▶ _YOUR GOAL_
Print the line containing "Query: stork's tail" and every later line of the records. Keep each one exactly as given, ending with the last.

▶ _EXTRACTED RECORDS_

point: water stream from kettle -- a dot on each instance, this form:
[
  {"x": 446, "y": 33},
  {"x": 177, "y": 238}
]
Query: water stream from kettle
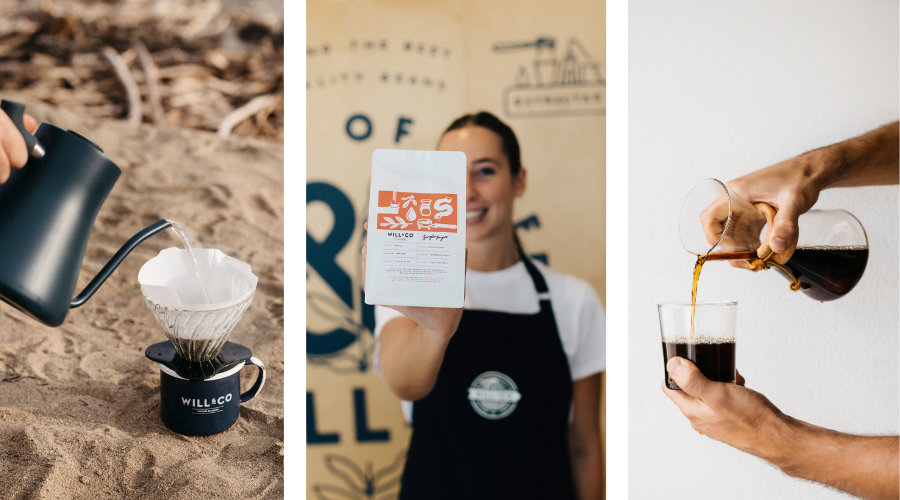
[{"x": 181, "y": 231}]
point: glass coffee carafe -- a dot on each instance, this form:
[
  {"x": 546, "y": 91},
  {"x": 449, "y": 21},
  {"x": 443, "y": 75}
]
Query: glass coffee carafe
[{"x": 826, "y": 259}]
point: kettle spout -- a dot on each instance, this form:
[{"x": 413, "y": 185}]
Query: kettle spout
[{"x": 117, "y": 259}]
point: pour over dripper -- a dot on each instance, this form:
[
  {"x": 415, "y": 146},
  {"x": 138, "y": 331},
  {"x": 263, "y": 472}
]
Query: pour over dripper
[{"x": 198, "y": 329}]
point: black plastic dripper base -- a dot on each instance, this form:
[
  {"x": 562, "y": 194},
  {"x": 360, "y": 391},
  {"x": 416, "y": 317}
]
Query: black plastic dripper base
[{"x": 231, "y": 355}]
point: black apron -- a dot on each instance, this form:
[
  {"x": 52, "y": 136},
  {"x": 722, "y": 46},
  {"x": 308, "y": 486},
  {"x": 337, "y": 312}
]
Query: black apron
[{"x": 495, "y": 424}]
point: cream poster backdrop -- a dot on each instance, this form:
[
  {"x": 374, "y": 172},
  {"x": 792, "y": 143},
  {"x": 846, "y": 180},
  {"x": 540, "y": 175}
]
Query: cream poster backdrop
[{"x": 394, "y": 74}]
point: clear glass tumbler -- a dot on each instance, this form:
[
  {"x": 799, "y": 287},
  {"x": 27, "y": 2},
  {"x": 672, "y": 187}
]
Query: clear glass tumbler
[{"x": 703, "y": 334}]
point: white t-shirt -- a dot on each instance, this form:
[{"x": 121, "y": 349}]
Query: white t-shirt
[{"x": 579, "y": 316}]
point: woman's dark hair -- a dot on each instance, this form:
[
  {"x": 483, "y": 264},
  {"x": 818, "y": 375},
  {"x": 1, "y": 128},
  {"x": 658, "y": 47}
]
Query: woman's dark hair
[{"x": 508, "y": 141}]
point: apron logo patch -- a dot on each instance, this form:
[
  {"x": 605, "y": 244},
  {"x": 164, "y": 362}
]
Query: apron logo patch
[{"x": 494, "y": 395}]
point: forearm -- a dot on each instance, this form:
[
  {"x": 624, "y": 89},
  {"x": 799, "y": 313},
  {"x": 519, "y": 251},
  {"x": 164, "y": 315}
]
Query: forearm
[
  {"x": 588, "y": 470},
  {"x": 411, "y": 357},
  {"x": 864, "y": 466},
  {"x": 872, "y": 159}
]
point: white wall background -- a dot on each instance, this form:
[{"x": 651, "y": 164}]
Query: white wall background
[{"x": 718, "y": 89}]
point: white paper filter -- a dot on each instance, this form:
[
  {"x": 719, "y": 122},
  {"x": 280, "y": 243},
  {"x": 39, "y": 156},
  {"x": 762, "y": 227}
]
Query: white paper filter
[
  {"x": 417, "y": 229},
  {"x": 170, "y": 287}
]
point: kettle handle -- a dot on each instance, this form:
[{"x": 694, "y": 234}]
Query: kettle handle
[
  {"x": 15, "y": 111},
  {"x": 116, "y": 260}
]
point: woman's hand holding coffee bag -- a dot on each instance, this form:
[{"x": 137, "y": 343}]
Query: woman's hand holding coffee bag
[{"x": 415, "y": 345}]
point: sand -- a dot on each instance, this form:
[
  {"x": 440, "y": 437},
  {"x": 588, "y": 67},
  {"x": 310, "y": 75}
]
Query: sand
[{"x": 79, "y": 404}]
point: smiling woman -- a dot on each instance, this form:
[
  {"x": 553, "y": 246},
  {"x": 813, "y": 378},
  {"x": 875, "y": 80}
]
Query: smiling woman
[{"x": 526, "y": 349}]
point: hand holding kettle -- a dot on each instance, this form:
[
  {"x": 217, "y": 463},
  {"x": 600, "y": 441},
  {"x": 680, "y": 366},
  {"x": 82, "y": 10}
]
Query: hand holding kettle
[
  {"x": 13, "y": 149},
  {"x": 47, "y": 210}
]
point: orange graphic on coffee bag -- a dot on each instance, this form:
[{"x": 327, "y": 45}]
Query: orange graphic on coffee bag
[{"x": 432, "y": 212}]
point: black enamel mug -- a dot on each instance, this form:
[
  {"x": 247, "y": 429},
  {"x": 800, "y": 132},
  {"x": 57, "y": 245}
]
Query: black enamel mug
[{"x": 200, "y": 399}]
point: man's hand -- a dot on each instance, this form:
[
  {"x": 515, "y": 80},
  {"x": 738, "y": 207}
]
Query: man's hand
[
  {"x": 864, "y": 466},
  {"x": 13, "y": 153},
  {"x": 729, "y": 413}
]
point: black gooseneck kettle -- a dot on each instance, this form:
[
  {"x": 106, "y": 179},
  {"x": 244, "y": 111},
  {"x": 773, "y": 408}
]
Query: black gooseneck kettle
[{"x": 47, "y": 209}]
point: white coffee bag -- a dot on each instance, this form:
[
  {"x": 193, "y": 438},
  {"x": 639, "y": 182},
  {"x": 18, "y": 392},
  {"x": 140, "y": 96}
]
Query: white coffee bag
[{"x": 417, "y": 229}]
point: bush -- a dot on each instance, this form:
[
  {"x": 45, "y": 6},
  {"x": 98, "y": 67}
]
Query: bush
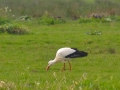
[
  {"x": 13, "y": 29},
  {"x": 48, "y": 20},
  {"x": 4, "y": 21}
]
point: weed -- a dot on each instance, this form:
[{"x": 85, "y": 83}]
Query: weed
[
  {"x": 4, "y": 20},
  {"x": 13, "y": 29},
  {"x": 48, "y": 20}
]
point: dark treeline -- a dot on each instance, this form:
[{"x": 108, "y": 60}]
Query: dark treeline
[{"x": 61, "y": 8}]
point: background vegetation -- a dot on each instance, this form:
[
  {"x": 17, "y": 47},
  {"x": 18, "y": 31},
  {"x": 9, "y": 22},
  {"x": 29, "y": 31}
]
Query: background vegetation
[
  {"x": 31, "y": 31},
  {"x": 61, "y": 8}
]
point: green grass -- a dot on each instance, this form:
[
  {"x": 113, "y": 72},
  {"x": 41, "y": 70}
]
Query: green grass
[{"x": 23, "y": 58}]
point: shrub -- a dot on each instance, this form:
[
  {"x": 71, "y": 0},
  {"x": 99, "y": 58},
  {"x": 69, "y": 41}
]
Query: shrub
[
  {"x": 13, "y": 29},
  {"x": 48, "y": 20},
  {"x": 4, "y": 21},
  {"x": 85, "y": 20}
]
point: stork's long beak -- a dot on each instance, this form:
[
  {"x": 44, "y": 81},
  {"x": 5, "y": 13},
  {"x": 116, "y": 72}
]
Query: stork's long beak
[{"x": 47, "y": 68}]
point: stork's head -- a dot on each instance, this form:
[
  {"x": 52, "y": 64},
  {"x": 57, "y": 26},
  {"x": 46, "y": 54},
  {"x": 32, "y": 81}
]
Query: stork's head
[{"x": 51, "y": 62}]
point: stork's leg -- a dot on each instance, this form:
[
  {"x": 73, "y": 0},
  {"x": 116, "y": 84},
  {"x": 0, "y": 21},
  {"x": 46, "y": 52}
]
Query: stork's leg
[
  {"x": 69, "y": 65},
  {"x": 63, "y": 67}
]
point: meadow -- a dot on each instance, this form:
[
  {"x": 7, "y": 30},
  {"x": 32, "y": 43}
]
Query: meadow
[
  {"x": 23, "y": 58},
  {"x": 31, "y": 31}
]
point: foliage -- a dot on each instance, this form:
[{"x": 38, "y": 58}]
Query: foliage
[
  {"x": 4, "y": 21},
  {"x": 25, "y": 18},
  {"x": 48, "y": 20},
  {"x": 13, "y": 29}
]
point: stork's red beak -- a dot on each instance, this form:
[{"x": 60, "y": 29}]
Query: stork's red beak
[{"x": 47, "y": 68}]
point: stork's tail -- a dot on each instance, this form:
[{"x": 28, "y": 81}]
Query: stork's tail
[{"x": 77, "y": 54}]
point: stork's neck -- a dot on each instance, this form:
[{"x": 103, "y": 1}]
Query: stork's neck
[{"x": 51, "y": 62}]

▶ _EXPECTED ANSWER_
Query: stork's tail
[{"x": 77, "y": 54}]
point: stork's neck -- a dot on each instance, this form:
[{"x": 103, "y": 1}]
Query: stork's neck
[{"x": 51, "y": 62}]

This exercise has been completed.